▶ **Prompt**
Take every line containing "coordinates" out of the records.

-------- Listed records --------

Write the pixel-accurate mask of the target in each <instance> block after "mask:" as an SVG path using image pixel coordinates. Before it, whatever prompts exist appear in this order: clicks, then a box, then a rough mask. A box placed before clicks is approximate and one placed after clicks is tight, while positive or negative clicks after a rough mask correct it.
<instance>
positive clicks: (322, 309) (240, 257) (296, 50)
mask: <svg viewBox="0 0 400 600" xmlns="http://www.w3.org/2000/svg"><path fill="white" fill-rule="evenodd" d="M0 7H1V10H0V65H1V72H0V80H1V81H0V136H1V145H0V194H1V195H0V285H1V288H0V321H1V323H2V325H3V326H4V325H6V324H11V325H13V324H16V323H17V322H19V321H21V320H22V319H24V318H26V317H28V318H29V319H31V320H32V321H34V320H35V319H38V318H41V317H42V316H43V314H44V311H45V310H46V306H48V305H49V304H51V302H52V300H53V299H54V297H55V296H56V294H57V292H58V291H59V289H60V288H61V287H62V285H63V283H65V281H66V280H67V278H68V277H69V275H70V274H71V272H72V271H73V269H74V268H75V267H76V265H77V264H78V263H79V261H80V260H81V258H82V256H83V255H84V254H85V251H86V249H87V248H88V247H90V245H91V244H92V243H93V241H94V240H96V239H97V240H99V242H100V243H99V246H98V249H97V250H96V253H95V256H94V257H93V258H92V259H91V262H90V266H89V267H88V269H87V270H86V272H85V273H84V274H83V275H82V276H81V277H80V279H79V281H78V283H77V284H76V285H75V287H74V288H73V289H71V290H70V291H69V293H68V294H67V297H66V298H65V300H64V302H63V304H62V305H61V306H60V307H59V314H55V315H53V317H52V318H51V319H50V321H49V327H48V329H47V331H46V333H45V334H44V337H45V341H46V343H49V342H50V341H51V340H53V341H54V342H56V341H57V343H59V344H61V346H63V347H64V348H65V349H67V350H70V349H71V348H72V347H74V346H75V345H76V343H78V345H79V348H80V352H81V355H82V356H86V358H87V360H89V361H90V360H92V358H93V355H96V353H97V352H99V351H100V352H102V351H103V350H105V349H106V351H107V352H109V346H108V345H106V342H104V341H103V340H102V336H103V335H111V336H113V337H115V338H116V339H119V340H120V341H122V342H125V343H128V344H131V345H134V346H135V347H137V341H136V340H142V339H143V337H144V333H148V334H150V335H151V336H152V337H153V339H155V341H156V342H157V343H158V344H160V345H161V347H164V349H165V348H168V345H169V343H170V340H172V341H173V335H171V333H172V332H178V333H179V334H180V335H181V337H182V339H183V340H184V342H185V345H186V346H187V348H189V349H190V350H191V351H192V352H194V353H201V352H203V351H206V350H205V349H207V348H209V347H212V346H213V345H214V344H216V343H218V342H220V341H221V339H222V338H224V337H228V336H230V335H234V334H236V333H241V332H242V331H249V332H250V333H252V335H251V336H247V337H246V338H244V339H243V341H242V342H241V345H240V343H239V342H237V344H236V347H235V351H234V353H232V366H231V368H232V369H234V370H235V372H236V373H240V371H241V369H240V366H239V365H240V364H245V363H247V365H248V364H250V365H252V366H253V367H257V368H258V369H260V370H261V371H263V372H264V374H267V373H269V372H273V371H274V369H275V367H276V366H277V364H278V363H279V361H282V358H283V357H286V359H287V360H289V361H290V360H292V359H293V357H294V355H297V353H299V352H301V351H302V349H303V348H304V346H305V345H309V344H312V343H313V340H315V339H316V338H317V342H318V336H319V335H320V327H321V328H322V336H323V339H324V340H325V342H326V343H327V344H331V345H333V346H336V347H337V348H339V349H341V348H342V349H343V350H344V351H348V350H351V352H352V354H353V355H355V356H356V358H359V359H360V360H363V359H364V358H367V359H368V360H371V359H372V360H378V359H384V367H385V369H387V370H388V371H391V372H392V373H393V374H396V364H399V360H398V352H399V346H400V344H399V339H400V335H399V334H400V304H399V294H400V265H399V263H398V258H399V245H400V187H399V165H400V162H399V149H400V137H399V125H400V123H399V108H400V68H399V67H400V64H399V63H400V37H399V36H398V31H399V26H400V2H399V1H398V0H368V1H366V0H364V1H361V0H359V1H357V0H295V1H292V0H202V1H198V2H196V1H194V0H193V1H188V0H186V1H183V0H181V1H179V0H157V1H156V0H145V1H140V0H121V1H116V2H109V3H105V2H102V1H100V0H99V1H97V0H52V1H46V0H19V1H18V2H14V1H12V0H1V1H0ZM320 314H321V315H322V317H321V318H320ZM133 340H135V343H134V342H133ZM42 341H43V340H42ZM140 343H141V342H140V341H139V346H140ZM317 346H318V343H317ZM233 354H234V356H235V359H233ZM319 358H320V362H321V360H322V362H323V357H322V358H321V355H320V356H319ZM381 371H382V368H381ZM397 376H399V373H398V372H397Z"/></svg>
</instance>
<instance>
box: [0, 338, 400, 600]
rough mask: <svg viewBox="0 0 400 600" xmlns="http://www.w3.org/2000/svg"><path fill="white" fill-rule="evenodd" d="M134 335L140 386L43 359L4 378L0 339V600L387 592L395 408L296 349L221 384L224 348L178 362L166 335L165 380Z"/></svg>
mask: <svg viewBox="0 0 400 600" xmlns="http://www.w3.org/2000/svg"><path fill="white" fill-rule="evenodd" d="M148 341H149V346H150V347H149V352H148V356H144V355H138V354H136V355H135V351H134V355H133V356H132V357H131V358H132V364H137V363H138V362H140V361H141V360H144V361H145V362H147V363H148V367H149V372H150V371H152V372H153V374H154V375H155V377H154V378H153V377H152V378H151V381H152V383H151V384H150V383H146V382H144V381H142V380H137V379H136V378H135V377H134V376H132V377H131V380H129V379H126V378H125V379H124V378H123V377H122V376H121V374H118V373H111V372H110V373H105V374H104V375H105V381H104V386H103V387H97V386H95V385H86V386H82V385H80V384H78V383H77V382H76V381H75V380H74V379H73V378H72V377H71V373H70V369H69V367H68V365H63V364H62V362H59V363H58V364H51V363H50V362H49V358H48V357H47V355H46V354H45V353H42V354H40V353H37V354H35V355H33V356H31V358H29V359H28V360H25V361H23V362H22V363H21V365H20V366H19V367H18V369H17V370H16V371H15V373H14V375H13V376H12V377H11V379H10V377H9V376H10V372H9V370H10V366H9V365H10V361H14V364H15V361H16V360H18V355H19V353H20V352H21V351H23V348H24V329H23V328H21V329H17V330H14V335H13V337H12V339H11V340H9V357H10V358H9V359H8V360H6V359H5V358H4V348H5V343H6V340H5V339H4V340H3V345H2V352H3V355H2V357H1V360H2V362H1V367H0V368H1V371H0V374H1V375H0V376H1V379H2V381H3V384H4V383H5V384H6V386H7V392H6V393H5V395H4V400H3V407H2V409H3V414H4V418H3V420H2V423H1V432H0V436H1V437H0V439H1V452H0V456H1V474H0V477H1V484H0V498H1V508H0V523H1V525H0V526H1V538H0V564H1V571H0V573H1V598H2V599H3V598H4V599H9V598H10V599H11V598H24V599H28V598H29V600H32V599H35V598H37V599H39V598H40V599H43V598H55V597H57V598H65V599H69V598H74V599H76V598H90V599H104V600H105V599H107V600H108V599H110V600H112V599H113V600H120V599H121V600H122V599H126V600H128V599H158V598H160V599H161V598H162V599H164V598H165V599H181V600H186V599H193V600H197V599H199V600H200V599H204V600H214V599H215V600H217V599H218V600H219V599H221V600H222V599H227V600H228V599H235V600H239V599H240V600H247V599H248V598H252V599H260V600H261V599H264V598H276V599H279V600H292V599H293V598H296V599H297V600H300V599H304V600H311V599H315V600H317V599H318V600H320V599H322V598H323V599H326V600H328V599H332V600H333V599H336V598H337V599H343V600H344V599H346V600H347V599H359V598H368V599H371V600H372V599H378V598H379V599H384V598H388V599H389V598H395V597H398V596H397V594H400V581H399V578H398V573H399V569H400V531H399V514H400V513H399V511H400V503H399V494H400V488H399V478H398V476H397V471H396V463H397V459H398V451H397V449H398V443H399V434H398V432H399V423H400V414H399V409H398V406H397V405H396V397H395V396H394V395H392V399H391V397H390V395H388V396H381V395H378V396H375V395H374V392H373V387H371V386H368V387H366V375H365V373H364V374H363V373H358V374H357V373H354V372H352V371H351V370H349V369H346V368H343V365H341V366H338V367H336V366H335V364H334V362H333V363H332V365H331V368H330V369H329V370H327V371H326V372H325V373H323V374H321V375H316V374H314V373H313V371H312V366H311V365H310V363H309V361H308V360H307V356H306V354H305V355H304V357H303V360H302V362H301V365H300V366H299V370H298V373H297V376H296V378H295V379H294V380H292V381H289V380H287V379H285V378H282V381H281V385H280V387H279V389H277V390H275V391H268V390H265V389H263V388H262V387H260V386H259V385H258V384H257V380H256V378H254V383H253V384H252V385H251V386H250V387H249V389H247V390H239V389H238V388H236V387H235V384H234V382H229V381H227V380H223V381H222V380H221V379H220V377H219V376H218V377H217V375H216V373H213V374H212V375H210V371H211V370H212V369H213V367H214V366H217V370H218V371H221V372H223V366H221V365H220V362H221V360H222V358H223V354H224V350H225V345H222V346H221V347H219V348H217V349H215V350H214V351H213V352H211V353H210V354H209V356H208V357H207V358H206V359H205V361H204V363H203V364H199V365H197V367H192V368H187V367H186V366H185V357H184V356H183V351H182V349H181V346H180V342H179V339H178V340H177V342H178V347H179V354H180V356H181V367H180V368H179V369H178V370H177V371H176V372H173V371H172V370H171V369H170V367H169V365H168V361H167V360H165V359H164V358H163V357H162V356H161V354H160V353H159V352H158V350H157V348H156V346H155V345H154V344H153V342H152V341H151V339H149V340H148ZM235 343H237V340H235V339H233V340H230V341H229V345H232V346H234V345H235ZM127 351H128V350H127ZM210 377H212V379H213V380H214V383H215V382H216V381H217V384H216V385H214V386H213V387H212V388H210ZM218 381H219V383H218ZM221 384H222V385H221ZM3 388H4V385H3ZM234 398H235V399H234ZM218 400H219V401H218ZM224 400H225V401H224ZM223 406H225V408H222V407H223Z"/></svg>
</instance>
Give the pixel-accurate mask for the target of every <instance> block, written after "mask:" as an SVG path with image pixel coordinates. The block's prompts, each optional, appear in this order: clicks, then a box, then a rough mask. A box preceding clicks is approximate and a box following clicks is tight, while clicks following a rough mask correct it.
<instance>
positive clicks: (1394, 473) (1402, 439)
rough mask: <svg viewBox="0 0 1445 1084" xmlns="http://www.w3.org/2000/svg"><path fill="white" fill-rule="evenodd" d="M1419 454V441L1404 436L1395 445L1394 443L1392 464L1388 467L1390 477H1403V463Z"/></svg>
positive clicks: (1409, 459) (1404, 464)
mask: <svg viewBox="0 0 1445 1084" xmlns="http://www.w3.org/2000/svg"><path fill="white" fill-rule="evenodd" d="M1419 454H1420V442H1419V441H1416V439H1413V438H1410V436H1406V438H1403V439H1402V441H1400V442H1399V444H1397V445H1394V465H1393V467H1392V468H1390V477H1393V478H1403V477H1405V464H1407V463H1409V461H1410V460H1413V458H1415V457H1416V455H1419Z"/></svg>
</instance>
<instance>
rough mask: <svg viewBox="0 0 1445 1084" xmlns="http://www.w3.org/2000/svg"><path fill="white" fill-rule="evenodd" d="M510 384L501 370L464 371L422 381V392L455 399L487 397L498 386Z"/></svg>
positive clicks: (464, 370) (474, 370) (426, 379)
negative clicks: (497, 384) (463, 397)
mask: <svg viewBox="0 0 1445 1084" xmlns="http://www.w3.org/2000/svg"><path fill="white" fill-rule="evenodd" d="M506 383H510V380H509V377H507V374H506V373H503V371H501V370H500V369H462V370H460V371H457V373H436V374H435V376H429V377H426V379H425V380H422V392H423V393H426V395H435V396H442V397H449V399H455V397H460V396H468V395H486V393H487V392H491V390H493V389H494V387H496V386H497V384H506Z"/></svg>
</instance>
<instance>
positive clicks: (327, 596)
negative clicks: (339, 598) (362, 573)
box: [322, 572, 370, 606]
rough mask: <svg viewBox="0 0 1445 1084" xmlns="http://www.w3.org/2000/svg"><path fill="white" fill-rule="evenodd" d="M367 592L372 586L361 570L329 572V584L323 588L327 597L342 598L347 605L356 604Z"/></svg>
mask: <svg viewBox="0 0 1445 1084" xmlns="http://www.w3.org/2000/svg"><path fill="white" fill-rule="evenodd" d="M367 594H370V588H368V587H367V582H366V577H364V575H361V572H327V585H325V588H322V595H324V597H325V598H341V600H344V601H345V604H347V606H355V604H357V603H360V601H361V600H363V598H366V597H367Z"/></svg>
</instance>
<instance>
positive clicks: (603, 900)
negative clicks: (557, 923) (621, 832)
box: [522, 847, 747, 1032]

--------

▶ **Expected answer**
Write the pixel-accurate mask of the target in each <instance> block after "mask:" as an SVG path using image pixel coordinates. Before it, whatever prompts exist appear in this order: clicks, then a box, then a rough mask. A box placed before clicks is approximate and one placed after clicks is tight, while positive or negative clicks after a rough mask correct it.
Give the pixel-accurate mask for the target of every <instance> block, written after "mask:" as an SVG path with image pixel coordinates. The block's prompts, each optional, appear in this order: clicks, then a box, then a rough mask. A box preceding clicks is approximate and a box following clicks is tight, while clicks following a rough mask correct it.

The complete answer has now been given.